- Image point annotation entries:
******************************

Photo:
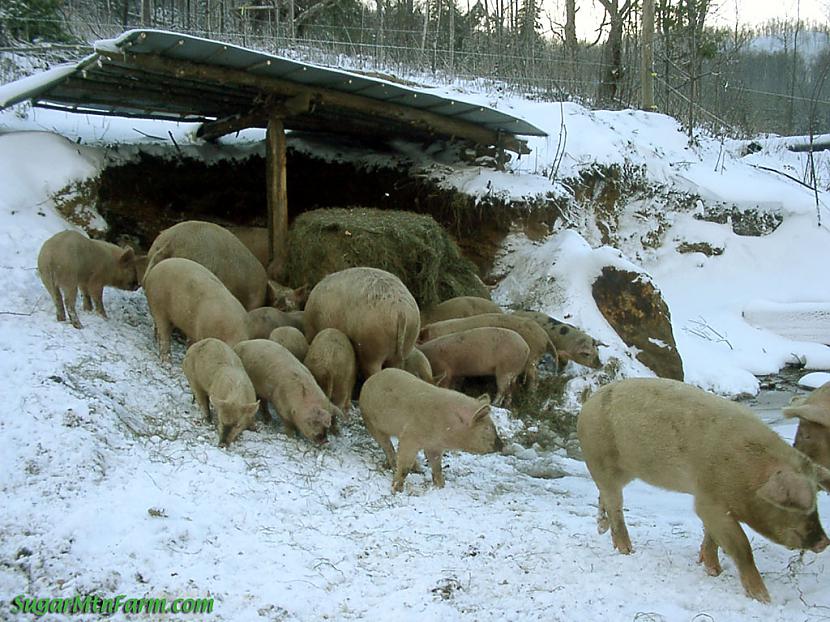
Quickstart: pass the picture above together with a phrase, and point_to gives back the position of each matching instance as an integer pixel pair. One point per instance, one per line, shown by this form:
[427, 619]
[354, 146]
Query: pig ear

******************************

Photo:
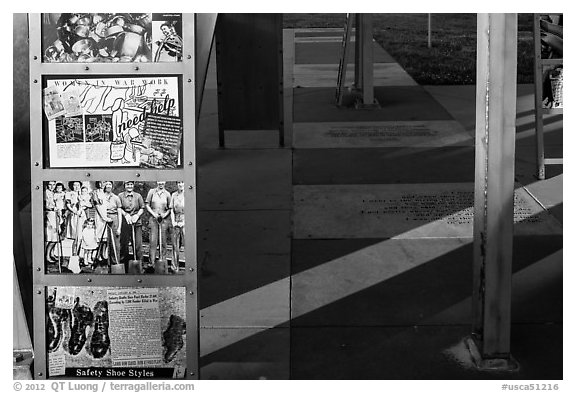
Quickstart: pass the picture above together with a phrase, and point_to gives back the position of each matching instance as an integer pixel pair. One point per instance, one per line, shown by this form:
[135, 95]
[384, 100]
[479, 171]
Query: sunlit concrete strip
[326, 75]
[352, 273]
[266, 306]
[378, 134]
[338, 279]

******************************

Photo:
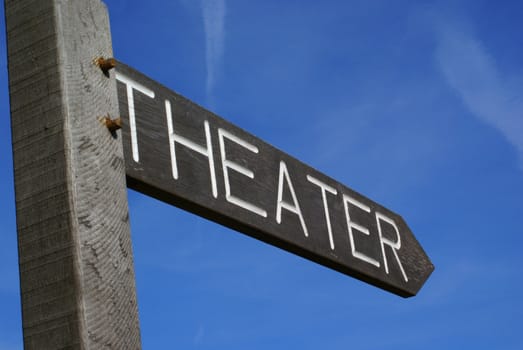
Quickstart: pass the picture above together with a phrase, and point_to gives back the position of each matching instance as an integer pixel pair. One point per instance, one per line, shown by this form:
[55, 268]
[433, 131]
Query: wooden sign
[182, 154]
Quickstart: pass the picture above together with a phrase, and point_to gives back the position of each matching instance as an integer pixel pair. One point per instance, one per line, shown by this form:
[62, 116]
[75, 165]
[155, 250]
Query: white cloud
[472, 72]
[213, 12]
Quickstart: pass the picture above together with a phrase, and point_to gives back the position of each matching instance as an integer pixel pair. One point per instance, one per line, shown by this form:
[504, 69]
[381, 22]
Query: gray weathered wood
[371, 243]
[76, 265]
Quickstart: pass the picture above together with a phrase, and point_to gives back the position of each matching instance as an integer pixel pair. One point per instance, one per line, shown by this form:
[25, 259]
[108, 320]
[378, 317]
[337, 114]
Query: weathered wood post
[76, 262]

******************************

- Work required: List every line in the rows above that contains the string "Query". Matching is case-sensitive.

- Task output:
Query: pig ear
Query: sunlit concrete strip
Query: wooden sign
Query: white cloud
Query: gray weathered wood
Query: weathered wood post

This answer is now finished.